▸ 给定原文:

- - - - -

引导deepseek实现一个高效算自然对数的底e的高精度算法‐2 - l1t1/note GitHub Wiki

上次在deepseek的帮助下实现的计算e程序1秒计算能十万位,但计算百万位要90秒,大约是O(n^2)的时间复杂度。在经历计算圆周率π的优化过程后,考虑能否采用二进制分裂法以及gmpy2库的能力进一步提高。

直接告诉deepseek采用二进制分裂法是不行的,它给出的程序完全错误,我也没有能力去修改它。

所以我采取迂回的办法,自己设计了一个分块计算算法,即把计算小数点后digits位所需的迭代次数n一分为二,让它硬编码前后两块的计算程序,把计算结果再去与单次计算的比较。

这里也有一些波折,计算第二块的逻辑与第一块有所不同,deepseek的推理有误,

    current_coeff = 1
    numerator2 = current_coeff
    for k in range(1, m+1-n): #deepseek误作 range(n+1, m+1)
        current_coeff *= (m - k + 1) 
        numerator2 += current_coeff
    numerator2-= current_coeff  #deepseek未减去多加的一项

合并计算的算法也有误,

#deepseek写作
total = (numerator1 * denominator2 + numerator2 * denominator1) * power // (denominator1 * denominator2)
应为total = (numerator1 * denominator2 + numerator2 ) * power // (denominator1 * denominator2)

好在两步的步骤足够简单,它搭好了框架基础,我做修补工作就得到一个正确的程序,如下所示:

import math
import time
import sys
sys.set_int_max_str_digits(0)
def find_required_terms(digits):
    """精确计算所需最小n使得n! > 10^digits"""
    ln_10 = math.log(10)
    n_low = 0
    n_high = 2 * (digits + 1)  # 上界估计
    
    # 二分查找求解
    while n_low < n_high:
        mid = (n_low + n_high) // 2
        if mid <= 1:
            stirling = 0
        else:
            stirling = mid * math.log(mid) - mid + 0.5 * math.log(2 * math.pi * mid)
        
        if stirling > digits * ln_10:
            n_high = mid
        else:
            n_low = mid + 1
    
    return n_low


def calculate_e_optimized(digits):
    n = find_required_terms(digits)
    
    # 单变量累积计算
    current_coeff = 1
    numerator = current_coeff
    for k in range(1, n+1):
        current_coeff *= (n - k + 1)
        numerator += current_coeff
    
    denominator = current_coeff
    power = 10**digits
    print(str(numerator)[:10], str(denominator)[:10])
    total = (numerator * power) // denominator
    return f"2.{str(total % power).zfill(digits)}" #计算100000位耗时: 0.927s
    #return f"2.{str(total)[1:digits+1]}"  #计算100000位耗时: 0.925s

def calculate_e_two_parts(digits):
    m = find_required_terms(digits)
    n=m//2
    # 单变量累积计算
    current_coeff = 1
    numerator1 = current_coeff
    for k in range(1, n+1):
        current_coeff *= (n - k + 1)
        numerator1 += current_coeff
    
    denominator1 = current_coeff

    current_coeff = 1
    numerator2 = current_coeff
    for k in range(1, m+1-n):
        current_coeff *= (m - k + 1)# ;print(current_coeff)

- - - - -

▸ 任务要求:
- a) 根据原文,上次借助deepseek实现的计算e程序,计算百万位要用多少秒?
- b) 请照抄原文中从“好在两步的步骤足够简单,它搭”开始、到“ln_10 = math.log(10)”为止(包括这几个字)的部分。
后面的各行与这部分内容无关。

▸ 条目:
- - - - -

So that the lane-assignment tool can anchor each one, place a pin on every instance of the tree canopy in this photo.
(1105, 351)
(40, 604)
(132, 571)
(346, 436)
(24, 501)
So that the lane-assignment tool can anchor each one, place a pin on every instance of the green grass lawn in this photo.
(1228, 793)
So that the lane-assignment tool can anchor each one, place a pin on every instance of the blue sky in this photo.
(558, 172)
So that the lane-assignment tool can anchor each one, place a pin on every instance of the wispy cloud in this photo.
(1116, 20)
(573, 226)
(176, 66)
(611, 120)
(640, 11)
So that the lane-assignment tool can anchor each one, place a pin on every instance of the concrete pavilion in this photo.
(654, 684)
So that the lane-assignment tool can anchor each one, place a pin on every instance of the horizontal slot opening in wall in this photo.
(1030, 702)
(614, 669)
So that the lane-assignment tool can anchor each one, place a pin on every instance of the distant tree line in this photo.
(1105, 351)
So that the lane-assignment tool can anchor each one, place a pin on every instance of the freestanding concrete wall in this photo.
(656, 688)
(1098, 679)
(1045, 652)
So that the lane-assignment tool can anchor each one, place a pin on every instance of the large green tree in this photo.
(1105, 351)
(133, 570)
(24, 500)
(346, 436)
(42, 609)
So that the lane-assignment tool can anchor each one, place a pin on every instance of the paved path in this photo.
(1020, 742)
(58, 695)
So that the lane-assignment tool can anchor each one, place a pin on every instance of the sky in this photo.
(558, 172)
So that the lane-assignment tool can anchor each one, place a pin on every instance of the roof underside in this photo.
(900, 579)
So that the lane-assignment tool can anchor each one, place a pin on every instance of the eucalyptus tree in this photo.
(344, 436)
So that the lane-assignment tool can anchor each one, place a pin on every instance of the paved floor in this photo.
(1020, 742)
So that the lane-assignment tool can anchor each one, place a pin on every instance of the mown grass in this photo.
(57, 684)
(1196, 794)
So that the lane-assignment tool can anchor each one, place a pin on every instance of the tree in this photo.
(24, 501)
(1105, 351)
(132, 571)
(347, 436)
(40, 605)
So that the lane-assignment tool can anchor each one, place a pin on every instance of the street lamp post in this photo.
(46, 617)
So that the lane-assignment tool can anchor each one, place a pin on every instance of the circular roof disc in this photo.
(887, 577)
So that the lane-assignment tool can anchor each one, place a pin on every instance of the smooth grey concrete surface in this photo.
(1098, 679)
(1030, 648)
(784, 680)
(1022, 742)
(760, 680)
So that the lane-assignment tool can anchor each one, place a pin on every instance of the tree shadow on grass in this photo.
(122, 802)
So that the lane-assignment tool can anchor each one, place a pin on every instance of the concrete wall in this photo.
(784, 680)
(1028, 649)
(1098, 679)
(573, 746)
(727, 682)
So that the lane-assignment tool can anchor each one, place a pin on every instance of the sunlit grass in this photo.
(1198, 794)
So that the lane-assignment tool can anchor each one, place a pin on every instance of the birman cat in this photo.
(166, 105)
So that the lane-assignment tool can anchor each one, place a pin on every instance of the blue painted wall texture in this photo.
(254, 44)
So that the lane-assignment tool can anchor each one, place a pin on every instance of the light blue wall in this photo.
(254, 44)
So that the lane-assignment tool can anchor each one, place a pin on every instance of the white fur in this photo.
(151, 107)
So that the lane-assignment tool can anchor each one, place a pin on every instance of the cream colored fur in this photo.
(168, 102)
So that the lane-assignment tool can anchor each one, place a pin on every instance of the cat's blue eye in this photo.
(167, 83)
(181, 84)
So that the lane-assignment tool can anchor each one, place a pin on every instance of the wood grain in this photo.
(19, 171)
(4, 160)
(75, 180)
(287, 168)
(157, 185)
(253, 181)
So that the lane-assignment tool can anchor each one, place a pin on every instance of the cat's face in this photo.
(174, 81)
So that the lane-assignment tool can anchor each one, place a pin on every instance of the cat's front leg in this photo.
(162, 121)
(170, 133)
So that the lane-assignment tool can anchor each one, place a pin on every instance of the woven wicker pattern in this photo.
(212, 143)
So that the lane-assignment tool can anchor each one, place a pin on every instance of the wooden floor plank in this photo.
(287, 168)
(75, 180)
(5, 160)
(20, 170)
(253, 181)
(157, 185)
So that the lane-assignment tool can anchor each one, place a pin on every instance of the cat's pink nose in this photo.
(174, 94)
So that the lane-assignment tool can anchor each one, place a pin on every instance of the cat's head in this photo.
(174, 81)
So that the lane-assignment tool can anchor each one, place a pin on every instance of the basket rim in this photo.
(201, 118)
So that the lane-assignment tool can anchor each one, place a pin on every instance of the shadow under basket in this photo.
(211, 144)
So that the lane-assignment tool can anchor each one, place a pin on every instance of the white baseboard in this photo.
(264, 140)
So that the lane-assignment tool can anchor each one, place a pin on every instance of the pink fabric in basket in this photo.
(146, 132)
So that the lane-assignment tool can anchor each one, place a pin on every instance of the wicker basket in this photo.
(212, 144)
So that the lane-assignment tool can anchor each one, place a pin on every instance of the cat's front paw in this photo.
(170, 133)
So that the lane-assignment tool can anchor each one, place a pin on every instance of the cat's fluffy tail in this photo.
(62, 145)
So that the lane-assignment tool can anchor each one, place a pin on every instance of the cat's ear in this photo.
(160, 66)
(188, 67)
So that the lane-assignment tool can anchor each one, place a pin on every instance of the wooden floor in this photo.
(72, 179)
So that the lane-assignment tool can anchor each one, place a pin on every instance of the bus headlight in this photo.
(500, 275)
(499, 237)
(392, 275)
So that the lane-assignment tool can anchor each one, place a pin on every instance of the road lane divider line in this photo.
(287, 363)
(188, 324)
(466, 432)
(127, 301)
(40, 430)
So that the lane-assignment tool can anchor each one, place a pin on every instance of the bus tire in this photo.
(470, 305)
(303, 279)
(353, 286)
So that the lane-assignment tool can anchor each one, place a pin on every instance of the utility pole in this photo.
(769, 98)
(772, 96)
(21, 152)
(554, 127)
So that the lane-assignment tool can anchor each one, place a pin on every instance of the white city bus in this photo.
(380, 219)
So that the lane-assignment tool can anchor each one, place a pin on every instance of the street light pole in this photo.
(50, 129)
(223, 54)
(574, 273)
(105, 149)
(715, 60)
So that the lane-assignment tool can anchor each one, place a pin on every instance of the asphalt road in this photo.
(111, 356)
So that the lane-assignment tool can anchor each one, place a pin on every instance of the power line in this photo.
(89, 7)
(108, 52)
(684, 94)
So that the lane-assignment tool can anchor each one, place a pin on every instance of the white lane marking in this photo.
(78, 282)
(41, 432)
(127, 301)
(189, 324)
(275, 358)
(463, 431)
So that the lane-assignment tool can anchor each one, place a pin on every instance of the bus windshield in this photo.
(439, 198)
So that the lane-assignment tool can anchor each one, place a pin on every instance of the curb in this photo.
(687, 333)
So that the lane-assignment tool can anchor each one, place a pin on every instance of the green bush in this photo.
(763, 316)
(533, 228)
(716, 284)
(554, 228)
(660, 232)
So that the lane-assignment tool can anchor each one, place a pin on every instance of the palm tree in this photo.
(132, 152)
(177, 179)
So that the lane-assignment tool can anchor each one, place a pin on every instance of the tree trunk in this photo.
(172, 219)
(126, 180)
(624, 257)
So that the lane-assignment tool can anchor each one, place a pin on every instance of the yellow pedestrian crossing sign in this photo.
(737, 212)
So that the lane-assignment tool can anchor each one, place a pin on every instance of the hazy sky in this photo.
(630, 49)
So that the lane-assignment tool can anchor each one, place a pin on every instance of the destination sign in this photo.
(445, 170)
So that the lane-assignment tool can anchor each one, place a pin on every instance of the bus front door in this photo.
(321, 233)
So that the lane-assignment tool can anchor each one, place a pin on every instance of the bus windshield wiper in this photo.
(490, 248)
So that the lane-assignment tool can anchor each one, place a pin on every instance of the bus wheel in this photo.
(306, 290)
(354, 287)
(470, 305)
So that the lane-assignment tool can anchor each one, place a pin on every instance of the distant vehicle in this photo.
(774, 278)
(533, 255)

- - - - -

▸ 逐题解答:
- a) 90秒。

- b)
好在两步的步骤足够简单,它搭好了框架基础,我做修补工作就得到一个正确的程序,如下所示:

import math
import time
import sys
sys.set_int_max_str_digits(0)
def find_required_terms(digits):
    """精确计算所需最小n使得n! > 10^digits"""
    ln_10 = math.log(10)